__Görevler ve alıştırmalar__:
A) Wulff röportajında "Tabi ki sonrasında bir dönem" diye başlayan paragrafı, ana bilgilerini koruyarak kısa bir madde listesine dönüştürün.
B) Wulff röportajına göre İkinci Dünya Savaşı'ndan kaçan Almanlar neden Türkiye sayesinde hayatta kalabildi? Lütfen bir iki cümleyle açıklayın.
C) Wulff röportajının devamını yazın.

Eski Almanya Cumhurbaşkanı Christian Wulff: Türkler Bizi Her Alanda Başarıya Götürdü

Konferans için geldiği Türkiye'de ekonomi kanalı EKOTÜRK'e dikkat çeken açıklamalarda bulunan Eski Almanya Cumhurbaşkanı Christian Wulff, "Türkler bizi tüm alanlarda başarıya götürdü" dedi.
Eski Almanya Cumhurbaşkanı Christian Wulff, konferans için geldiği Türkiye'de EKOTÜRK kanalına önemli açıklamalarda bulundu.
Geçtiğimiz hafta Bahçeşehir Üniversitesi tarafından düzenlenen Tarihsel Perspektiften Türkiye-Almanya İlişkileri başlıklı konferansta konuşma yapan Wulff, ekonomi kanalı EKOTÜRK'e verdiği özel demeçte kanalın Genel Yayın Yönetmeni Cengiz Özdemir'in sorularını yanıtladı.
Cumhurbaşkanlığı döneminde ''İslam Almanya'nın bir parçasıdır'' sözü ile büyük yankı uyandıran ve Türkiye'ye olan sempatisiyle tanınan Wulff, bugün EKOTÜRK ekranlarında yayınlanan özel röportajda, Almanya'nın 'Türklerin kıymetini bilmesi gerektiğini' söyledi. Eski Cumhurbaşkanı, futbolcu Mesut Özil'i de örnek göstererek, ''Türkler bizi tüm alanlarda başarıya götürdü'' dedi.
İşte o röportajın tamamı:
Tarihi dostluk (Hıstorısche Freundschaft) kavramı Türk-Alman ilişkilerine dair yazılmış kitap ve makalelerde sık sık karşımıza çıkıyor. Bu kavram iki ülke arasındaki ilişkinin gelişiminde nasıl bir rol oynadı? Bu dostluk kavramı her iki toplumda da kendini somut olarak hissettirebildi mi?
"Almanya ve Türkiye arasında kökleri iki yüzyıl öncesine dayanan ve güçlenerek devam eden derin dostluğun çok daha fazla farkına varmamız gerekiyor. 1837 yılında von Moltke isimli bir Alman, Osmanlılarla yaşadığı deneyimlerinden bahsettiği muhteşem bir kitap yazdı. Kitap Türkiye'de de yayınlandı. O kitapta Türklerin Alman İmparatorluğu ve Osmanlı zamanında bile ne kadar sempatiyle karşılandıklarını görmek mümkün.
Tabi ki sonrasında bir dönem, İkinci Dünya savaşından kaçan Almanlar Türkiye sayesinde hayatta kalabildiler çünkü buraya sığındılar. Türkçe'de de kullanılan Heimatlos kelimesi Almanca'dan alınmıştır ve vatansız anlamına gelir. Almanlar burada yeni bir vatana sahip oldular. Türk iş gücü savaştan sonra da bize Almanya'nın yeniden imarında yardım etti ve Alman ekonomisinin gelişiminde çok büyük katkılar yaptı. Türkler tüm alanlarda bizi başarıya götürdü. Mesut Özil sayesinde futbolda dünya şampiyonu olduk, o olmasaydı büyük ihtimalle bunu başaramazdık. Almanya'daki Türklerin, Türkiye'deki Almanların, kısaca iki ülke arasındaki dostluğun ve tarihi bağın ne kadar derin olduğunun daha iyi farkına varmamız lazım."

[Toplanan veriler]
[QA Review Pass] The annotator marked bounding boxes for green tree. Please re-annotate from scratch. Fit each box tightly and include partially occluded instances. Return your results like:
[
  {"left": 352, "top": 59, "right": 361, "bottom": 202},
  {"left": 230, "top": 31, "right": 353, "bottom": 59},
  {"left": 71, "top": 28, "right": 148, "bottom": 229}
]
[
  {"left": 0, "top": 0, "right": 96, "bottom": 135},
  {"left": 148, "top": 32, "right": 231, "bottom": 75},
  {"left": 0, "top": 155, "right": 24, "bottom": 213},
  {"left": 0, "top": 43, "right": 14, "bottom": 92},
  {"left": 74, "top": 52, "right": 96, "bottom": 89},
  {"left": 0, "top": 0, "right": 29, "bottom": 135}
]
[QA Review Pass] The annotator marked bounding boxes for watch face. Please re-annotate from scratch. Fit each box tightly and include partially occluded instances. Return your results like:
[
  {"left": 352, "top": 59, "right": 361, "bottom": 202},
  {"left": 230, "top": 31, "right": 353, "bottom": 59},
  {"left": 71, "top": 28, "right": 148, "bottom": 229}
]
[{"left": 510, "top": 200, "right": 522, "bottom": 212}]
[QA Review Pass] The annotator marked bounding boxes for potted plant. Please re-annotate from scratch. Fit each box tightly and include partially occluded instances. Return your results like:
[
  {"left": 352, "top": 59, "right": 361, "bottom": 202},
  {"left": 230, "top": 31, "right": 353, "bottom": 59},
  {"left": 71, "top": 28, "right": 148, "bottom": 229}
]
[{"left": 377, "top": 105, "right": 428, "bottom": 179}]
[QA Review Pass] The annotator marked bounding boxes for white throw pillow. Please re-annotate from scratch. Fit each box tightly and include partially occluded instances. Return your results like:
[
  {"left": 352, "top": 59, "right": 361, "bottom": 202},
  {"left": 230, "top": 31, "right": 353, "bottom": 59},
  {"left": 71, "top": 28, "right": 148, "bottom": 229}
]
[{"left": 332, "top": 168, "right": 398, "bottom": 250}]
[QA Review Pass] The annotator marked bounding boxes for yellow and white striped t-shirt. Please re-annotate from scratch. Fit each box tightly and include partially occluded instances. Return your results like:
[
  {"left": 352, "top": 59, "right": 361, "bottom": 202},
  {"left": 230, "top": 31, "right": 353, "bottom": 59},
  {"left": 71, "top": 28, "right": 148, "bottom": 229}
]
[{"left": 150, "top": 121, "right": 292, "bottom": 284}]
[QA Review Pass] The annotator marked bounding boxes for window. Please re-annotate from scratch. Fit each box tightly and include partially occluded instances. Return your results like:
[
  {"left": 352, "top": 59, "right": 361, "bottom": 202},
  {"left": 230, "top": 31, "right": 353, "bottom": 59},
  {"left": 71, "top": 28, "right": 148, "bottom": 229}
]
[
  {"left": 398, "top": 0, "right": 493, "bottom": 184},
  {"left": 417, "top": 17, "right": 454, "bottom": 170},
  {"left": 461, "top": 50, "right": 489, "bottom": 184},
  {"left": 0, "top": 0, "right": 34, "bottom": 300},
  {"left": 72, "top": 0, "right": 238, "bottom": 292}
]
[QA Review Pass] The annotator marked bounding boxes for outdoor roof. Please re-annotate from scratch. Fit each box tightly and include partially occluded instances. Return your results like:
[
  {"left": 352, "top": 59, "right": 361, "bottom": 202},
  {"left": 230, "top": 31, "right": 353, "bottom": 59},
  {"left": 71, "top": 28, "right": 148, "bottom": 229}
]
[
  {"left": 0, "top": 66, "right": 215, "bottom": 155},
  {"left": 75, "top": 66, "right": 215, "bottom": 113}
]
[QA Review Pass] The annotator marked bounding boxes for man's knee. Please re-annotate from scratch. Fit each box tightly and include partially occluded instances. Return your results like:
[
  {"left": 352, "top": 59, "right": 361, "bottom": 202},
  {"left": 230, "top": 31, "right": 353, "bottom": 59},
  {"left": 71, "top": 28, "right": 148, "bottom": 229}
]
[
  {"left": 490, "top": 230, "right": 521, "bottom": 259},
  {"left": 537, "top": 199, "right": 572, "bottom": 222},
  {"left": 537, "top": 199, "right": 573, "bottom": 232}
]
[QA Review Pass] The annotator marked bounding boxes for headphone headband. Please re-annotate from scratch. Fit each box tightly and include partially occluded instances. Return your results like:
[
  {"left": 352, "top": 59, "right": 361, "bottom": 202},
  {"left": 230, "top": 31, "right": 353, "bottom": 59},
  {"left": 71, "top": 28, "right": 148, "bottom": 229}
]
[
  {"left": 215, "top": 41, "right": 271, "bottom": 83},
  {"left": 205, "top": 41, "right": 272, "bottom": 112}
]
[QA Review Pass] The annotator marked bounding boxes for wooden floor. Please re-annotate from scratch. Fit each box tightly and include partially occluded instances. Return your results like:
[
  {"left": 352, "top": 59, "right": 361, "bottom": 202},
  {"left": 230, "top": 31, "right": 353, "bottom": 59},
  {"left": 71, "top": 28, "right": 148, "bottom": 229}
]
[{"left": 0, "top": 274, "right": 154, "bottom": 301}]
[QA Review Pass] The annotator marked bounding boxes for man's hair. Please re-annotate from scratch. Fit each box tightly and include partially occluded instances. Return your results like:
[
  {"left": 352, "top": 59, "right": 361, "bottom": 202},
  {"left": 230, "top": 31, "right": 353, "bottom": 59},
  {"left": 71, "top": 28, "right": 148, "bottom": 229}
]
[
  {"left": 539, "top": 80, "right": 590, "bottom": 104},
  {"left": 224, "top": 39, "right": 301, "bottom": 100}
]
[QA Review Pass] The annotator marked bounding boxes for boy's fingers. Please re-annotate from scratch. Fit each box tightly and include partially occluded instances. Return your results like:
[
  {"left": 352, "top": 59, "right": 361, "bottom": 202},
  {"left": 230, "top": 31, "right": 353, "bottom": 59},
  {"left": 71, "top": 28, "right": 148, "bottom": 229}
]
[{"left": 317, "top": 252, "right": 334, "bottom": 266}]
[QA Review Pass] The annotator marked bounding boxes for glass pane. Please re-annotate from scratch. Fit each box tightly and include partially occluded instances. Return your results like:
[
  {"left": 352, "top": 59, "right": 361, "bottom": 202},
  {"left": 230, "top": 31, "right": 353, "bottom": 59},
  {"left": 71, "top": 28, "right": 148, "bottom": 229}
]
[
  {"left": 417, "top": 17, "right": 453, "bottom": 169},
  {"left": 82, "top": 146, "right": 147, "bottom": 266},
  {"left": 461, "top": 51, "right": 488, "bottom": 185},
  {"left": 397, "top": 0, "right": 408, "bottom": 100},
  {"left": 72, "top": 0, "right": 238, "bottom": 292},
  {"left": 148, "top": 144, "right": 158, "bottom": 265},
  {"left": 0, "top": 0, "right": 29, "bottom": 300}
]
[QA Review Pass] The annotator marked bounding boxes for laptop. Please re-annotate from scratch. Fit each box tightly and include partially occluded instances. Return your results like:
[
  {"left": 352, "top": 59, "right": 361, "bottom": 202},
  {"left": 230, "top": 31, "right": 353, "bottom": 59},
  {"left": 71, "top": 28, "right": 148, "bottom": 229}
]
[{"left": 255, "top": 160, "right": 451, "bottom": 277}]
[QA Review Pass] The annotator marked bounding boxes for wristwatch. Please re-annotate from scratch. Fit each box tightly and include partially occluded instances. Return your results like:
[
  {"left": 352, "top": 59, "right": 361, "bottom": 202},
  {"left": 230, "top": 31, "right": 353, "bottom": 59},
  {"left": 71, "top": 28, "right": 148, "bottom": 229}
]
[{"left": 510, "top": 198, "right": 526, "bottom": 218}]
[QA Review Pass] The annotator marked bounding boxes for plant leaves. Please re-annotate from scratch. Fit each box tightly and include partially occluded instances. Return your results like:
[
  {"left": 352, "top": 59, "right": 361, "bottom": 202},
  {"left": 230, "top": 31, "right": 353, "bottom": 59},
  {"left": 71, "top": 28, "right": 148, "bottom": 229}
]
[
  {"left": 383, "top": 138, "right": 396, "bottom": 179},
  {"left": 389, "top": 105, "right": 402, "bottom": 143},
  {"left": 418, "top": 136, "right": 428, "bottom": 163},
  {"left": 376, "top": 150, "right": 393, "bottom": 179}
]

__Çözümlü görevler__:
A)
- İkinci Dünya Savaşı'ndan kaçan Almanlar Türkiye'ye sığınarak hayatta kaldı ve burada yeni bir vatana sahip oldu.
- Türkçede de kullanılan "Heimatlos" kelimesi Almancadan alınmıştır ve "vatansız" anlamına gelir.
- Türk iş gücü savaştan sonra Almanya'nın yeniden imarına yardım etti ve Alman ekonomisinin gelişimine çok büyük katkı yaptı.
- Türkler Almanya'yı tüm alanlarda başarıya götürdü. Almanya, Mesut Özil sayesinde futbolda dünya şampiyonu oldu ve o olmasaydı bunu büyük ihtimalle başaramazdı.
- İki ülke arasındaki dostluğun ve tarihi bağın ne kadar derin olduğu daha iyi fark edilmelidir.

B) Bu Almanlar Türkiye'ye sığındıkları için hayatta kalabildiler. Wulff'a göre burada yeni bir vatana sahip oldular.

C)
İkili ekonomik ilişkilere bakıldığında Türkiye'nin en büyük ticari ortağının Almanya olduğu; en fazla ihracatın Almanya'ya yapıldığı görülüyor. İkili ekonomik ilişkilerin dünden bugüne gelişimini nasıl değerlendiriyorsunuz? İlişkilerin daha da gelişmesi adına atılması gereken adımlar neler?
"Biz Türkiye'nin en önemli ticaret ortaklarıyız. Ben her iki taraf için de çok daha büyük bir potansiyel görüyorum. Türkiye'nin genç nüfusunu, çalışkan insanlarını ve ülkenin coğrafi konumu gereği Asya ve Avrupa'nın ortasında olmasının verdiği imkanları tam anlamıyla kullanmıyoruz. Alman ekonomisine bakarak edindiğim görüş şu yönde: Yatırımlarımız daha iyi korunmalı, yasal güvenlik geliştirilmeli, yani bu şu demek; hukukun üstünlüğü Türkiye'de güçlenmeli. O zaman daha büyük yatırımlar yapılacaktır ve iki ülkenin arasındaki ticaret güçlenecektir. "
Cumhurbaşkanlığınız döneminde "İslam Almanya'nın bir parçasıdır" açıklamanız oldukça ses getirmiş ve Almanya'da "İslam Almanya'ya ait mi" tartışmalarına yol açmıştı. Bugün dünya genelinde aşırı sağın, ırkçı söylemlerin ve göçmen karşıtlığının yükseldiğini görüyoruz. O günkü tespitiniz hakkında bugün içinde bulunduğumuz konjonktürel ortamda neler söylersiniz?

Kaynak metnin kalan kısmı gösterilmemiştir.